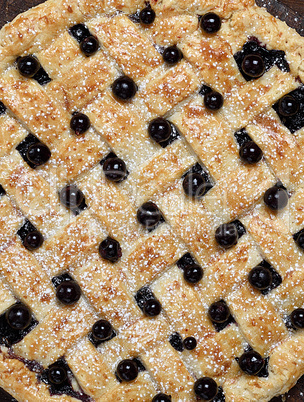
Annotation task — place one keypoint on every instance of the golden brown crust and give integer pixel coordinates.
(155, 173)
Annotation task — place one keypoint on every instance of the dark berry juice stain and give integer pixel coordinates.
(66, 386)
(57, 280)
(220, 326)
(2, 108)
(270, 57)
(97, 342)
(264, 372)
(197, 168)
(25, 229)
(42, 77)
(143, 295)
(32, 365)
(79, 32)
(2, 191)
(9, 336)
(276, 277)
(110, 155)
(176, 341)
(23, 147)
(135, 17)
(175, 134)
(205, 90)
(239, 227)
(220, 396)
(242, 137)
(295, 122)
(185, 261)
(6, 397)
(76, 211)
(139, 364)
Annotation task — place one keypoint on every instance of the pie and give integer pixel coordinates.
(152, 202)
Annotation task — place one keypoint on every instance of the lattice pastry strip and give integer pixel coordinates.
(169, 29)
(214, 356)
(256, 22)
(191, 222)
(281, 149)
(11, 370)
(30, 283)
(51, 125)
(11, 133)
(213, 59)
(168, 88)
(275, 241)
(254, 314)
(10, 220)
(120, 36)
(111, 206)
(130, 342)
(201, 127)
(71, 243)
(90, 368)
(175, 379)
(60, 56)
(253, 98)
(105, 287)
(122, 127)
(238, 191)
(141, 390)
(6, 297)
(56, 333)
(229, 272)
(288, 355)
(159, 172)
(75, 90)
(32, 194)
(223, 7)
(189, 318)
(151, 256)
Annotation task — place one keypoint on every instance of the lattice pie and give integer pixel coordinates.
(152, 202)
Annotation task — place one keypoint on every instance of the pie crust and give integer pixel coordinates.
(80, 83)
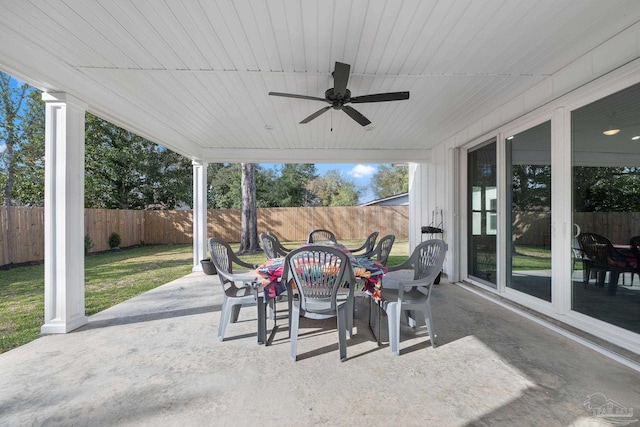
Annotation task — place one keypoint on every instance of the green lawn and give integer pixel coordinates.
(531, 258)
(110, 278)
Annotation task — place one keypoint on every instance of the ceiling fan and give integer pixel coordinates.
(339, 95)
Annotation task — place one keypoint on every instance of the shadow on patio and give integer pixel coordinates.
(155, 360)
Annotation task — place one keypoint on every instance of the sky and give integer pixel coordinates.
(358, 173)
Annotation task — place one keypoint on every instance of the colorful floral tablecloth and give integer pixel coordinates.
(368, 271)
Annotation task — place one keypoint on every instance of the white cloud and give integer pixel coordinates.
(362, 171)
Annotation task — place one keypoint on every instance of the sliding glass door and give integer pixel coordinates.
(482, 203)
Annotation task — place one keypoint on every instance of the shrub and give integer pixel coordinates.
(114, 240)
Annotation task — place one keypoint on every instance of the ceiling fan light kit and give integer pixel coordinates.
(339, 95)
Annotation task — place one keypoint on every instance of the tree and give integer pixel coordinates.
(28, 188)
(126, 171)
(11, 100)
(390, 180)
(333, 189)
(249, 237)
(225, 191)
(290, 189)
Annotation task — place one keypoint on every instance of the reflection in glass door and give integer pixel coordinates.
(529, 222)
(483, 213)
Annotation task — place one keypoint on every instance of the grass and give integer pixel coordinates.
(110, 278)
(531, 258)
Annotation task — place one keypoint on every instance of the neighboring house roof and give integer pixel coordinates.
(395, 200)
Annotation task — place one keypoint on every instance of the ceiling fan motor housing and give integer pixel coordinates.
(336, 101)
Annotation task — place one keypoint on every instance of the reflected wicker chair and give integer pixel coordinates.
(367, 247)
(635, 250)
(601, 257)
(321, 236)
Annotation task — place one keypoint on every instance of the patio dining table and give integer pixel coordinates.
(368, 274)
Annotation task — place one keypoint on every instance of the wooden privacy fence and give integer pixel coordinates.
(533, 228)
(22, 228)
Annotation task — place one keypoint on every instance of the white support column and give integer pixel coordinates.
(199, 213)
(64, 308)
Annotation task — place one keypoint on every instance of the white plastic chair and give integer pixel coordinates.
(320, 274)
(321, 236)
(382, 250)
(414, 295)
(235, 296)
(368, 246)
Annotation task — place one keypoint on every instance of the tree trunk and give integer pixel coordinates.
(249, 238)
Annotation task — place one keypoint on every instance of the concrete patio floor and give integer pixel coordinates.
(155, 360)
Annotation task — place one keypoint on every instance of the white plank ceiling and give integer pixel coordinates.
(194, 75)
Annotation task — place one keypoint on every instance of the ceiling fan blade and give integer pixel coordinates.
(381, 97)
(340, 79)
(316, 114)
(291, 95)
(355, 115)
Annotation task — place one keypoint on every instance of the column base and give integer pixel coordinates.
(59, 327)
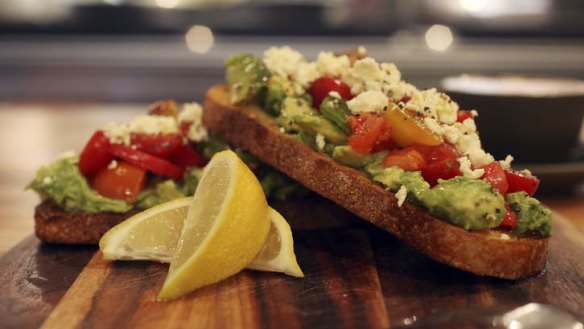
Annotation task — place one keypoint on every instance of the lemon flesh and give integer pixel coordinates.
(226, 225)
(153, 234)
(149, 235)
(277, 254)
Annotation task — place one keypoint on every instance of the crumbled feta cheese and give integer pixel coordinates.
(329, 64)
(401, 195)
(369, 101)
(193, 113)
(433, 104)
(464, 137)
(305, 74)
(365, 75)
(334, 94)
(320, 143)
(112, 165)
(146, 124)
(506, 164)
(283, 61)
(466, 169)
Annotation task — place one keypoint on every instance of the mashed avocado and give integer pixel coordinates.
(469, 203)
(532, 216)
(472, 204)
(62, 182)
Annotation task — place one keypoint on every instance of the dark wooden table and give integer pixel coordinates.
(356, 275)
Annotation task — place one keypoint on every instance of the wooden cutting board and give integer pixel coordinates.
(356, 277)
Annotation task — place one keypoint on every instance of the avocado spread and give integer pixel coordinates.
(464, 201)
(62, 182)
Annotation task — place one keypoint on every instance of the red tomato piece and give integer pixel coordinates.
(495, 175)
(123, 182)
(441, 162)
(322, 86)
(408, 159)
(521, 182)
(404, 99)
(160, 145)
(510, 218)
(187, 156)
(369, 132)
(441, 170)
(147, 161)
(95, 154)
(462, 115)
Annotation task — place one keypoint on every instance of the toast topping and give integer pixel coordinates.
(362, 114)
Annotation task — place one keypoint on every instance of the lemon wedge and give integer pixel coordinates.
(153, 234)
(226, 225)
(148, 235)
(277, 253)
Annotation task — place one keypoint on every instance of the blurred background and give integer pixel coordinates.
(67, 67)
(141, 50)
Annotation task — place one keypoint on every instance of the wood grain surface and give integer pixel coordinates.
(356, 277)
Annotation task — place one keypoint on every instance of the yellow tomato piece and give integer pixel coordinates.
(407, 130)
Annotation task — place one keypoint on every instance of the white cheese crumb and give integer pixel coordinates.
(335, 94)
(329, 64)
(466, 169)
(67, 154)
(369, 101)
(320, 143)
(146, 124)
(401, 195)
(365, 75)
(506, 164)
(112, 165)
(193, 113)
(305, 74)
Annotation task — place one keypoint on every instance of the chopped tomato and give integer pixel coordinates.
(187, 156)
(408, 159)
(321, 88)
(369, 132)
(521, 182)
(510, 218)
(495, 175)
(123, 181)
(406, 129)
(404, 99)
(160, 145)
(441, 162)
(147, 161)
(462, 115)
(184, 127)
(165, 108)
(95, 154)
(445, 169)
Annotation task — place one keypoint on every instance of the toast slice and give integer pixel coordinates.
(54, 225)
(486, 252)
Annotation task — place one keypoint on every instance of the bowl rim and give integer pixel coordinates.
(455, 83)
++++++++
Aim of the exercise
Would it be possible to give the material above again exactly, with the pictures left out?

Output of the task
Annotation task — place one keypoint on every instance of the golden brown crust and give integer pixel coordinates.
(155, 173)
Annotation task — place one keypoint on every instance of the dark berry juice stain and give integer pixel coordinates.
(66, 386)
(57, 280)
(220, 326)
(2, 108)
(270, 57)
(97, 342)
(264, 372)
(197, 168)
(25, 229)
(42, 77)
(143, 295)
(32, 365)
(79, 32)
(2, 191)
(9, 336)
(276, 277)
(110, 155)
(176, 341)
(23, 147)
(135, 17)
(175, 134)
(205, 90)
(239, 227)
(220, 396)
(242, 137)
(295, 122)
(185, 261)
(6, 397)
(76, 211)
(139, 364)
Annotation task — place one keypoint on every instance of the pie and give integer pixel coordinates.
(152, 202)
Annotation task — place one keypoint on every instance of the lattice pastry strip and give integer pixel coordinates.
(169, 29)
(214, 356)
(256, 22)
(191, 222)
(281, 149)
(11, 370)
(30, 283)
(51, 125)
(11, 133)
(213, 59)
(168, 88)
(275, 241)
(254, 314)
(10, 220)
(120, 36)
(111, 206)
(130, 342)
(201, 127)
(71, 243)
(90, 368)
(175, 379)
(60, 56)
(253, 98)
(105, 287)
(122, 127)
(238, 191)
(141, 390)
(6, 297)
(56, 333)
(229, 272)
(288, 355)
(159, 172)
(75, 90)
(32, 194)
(223, 7)
(189, 318)
(151, 256)
Annotation task — place one keypoint on every instance of the lattice pie and give integer pixel coordinates.
(152, 202)
Annotation task — place one keypoint on every instance of the pie crust and give integer pixel coordinates.
(80, 83)
Annotation task — place one keypoint on every instance of the green lawn and give integer pixel coordinates.
(531, 258)
(110, 278)
Annotation task — place one keypoint on every instance of the ceiling fan and give integer pixel coordinates.
(339, 95)
Annotation task — place one keypoint on every instance of the shadow on patio and give integer pixel coordinates.
(155, 360)
Annotation task — place one keypoint on every instance of the sky and give integer pixel coordinates.
(358, 173)
Annotation task — place one keypoint on every instance of the colorful floral tablecloth and give integer pixel coordinates.
(368, 271)
Annotation task — place one keypoint on every instance of the white cloud and give integer pixel coordinates.
(362, 171)
Annotation task — place one keypoint on every instance of the sliding glass door and give integer pixel coordinates.
(482, 203)
Annotation task — place one keypoint on every instance of the shrub and give integer pixel coordinates.
(114, 240)
Annotation task — place one keypoint on every instance of the ceiling fan light kit and give integer pixel coordinates.
(339, 95)
Annotation task — place one keypoint on every instance of the tree and give integer pixel coordinates.
(28, 188)
(126, 171)
(11, 100)
(390, 180)
(333, 189)
(249, 237)
(225, 191)
(290, 189)
Annotation task — place one keypoint on every instance of the reflection in glass door and give integer pixel coordinates.
(529, 222)
(483, 213)
Annotation task — place one keypoint on every instance of the grass and give integer pixel coordinates.
(110, 278)
(531, 258)
Annotation task — place one keypoint on every instance of the neighboring house roof and give integer pixel coordinates.
(395, 200)
Annotation task — place one keypoint on every instance of the ceiling fan motor housing and give integer pixel coordinates.
(336, 101)
Annotation task — place one keypoint on every instance of the reflected wicker chair and give integer pixel coordinates.
(367, 247)
(635, 250)
(601, 257)
(321, 236)
Annotation task — place one keypoint on every instance of the patio dining table and give integer pixel coordinates.
(368, 274)
Annotation task — place one keypoint on every instance of the wooden privacy fence and give integer pixel coordinates.
(533, 228)
(22, 228)
Annotation task — place one keypoint on every instance of the white support column and give integer pixel coordinates.
(199, 213)
(64, 308)
Annotation task — place one keypoint on every instance of the white plastic chair and give integer pixel coordinates.
(320, 274)
(321, 236)
(382, 250)
(414, 295)
(235, 296)
(368, 246)
Annotation task — place one keypoint on every instance of the tree trunk and give integer pixel coordinates.
(249, 238)
Annotation task — place one keypoint on every instance of the concrete patio floor and give integer pixel coordinates.
(155, 360)
Annotation task — place one keypoint on every instance of the white plank ceiling and give integer pixel coordinates.
(194, 75)
Annotation task — place one keypoint on every instance of the ceiling fan blade and give integer pixel coordinates.
(381, 97)
(340, 79)
(316, 114)
(291, 95)
(355, 115)
Annotation task — place one keypoint on every instance of the column base and give integer pixel coordinates.
(59, 327)
Annotation task — place one keypoint on every instance of the lemon flesh and give integer pixel coordinates.
(226, 225)
(153, 234)
(149, 235)
(277, 254)
Annotation task — place one keypoint on every instance of the crumbled feta cheese and give integer pixel coordinates.
(329, 64)
(401, 195)
(369, 101)
(193, 113)
(433, 104)
(464, 137)
(305, 74)
(365, 75)
(334, 94)
(320, 143)
(112, 165)
(146, 124)
(506, 164)
(283, 61)
(466, 169)
Annotation task — place one keypoint on every instance of the mashed avocado and give integer pixel coordinates.
(469, 203)
(532, 216)
(472, 204)
(62, 182)
Annotation task — place one keypoint on every instance of the dark wooden table and give integer pixel coordinates.
(356, 275)
Annotation task — place one keypoint on every instance of the wooden cutting board and give integer pixel coordinates.
(356, 277)
Annotation task — place one keypoint on every instance of the avocado spread and give integer pixel coordinates.
(464, 201)
(62, 182)
Annotation task — place one keypoint on every instance of the red tomato piece and give integer pixel coordinates.
(495, 175)
(123, 182)
(441, 162)
(322, 86)
(408, 159)
(521, 182)
(404, 99)
(160, 145)
(510, 218)
(187, 156)
(369, 132)
(441, 170)
(147, 161)
(95, 154)
(462, 115)
Annotation task — place one keypoint on every instance of the toast topping and give integer pixel coordinates.
(362, 114)
Annotation task — place one keypoint on every instance of the lemon wedge and give integer pixel coordinates.
(153, 234)
(226, 225)
(148, 235)
(277, 253)
Annotation task — place one keypoint on every instance of the blurred background and give integer pixel coordinates.
(67, 67)
(141, 50)
Annotation task — place one keypoint on every instance of the wood grain surface and give integer pixel coordinates.
(356, 277)
Annotation task — place one keypoint on every instance of the yellow tomato piece and give integer pixel coordinates.
(407, 130)
Annotation task — place one keypoint on every instance of the white cheese crumb and give integer pixel coordinates.
(335, 94)
(329, 64)
(466, 169)
(67, 154)
(369, 101)
(320, 143)
(146, 124)
(401, 195)
(365, 75)
(506, 164)
(112, 165)
(193, 113)
(305, 74)
Annotation task — place one keypoint on every instance of the chopped tomato and give integer pixel coordinates.
(187, 156)
(408, 159)
(321, 88)
(369, 132)
(521, 182)
(510, 218)
(495, 175)
(123, 181)
(406, 129)
(404, 99)
(160, 145)
(441, 162)
(147, 161)
(462, 115)
(184, 127)
(165, 108)
(95, 154)
(445, 169)
Annotation task — place one keypoint on every instance of the toast slice and give integer pixel coordinates.
(54, 225)
(486, 252)
Annotation task — place one keypoint on every instance of the bowl rim and give integer pixel coordinates.
(455, 83)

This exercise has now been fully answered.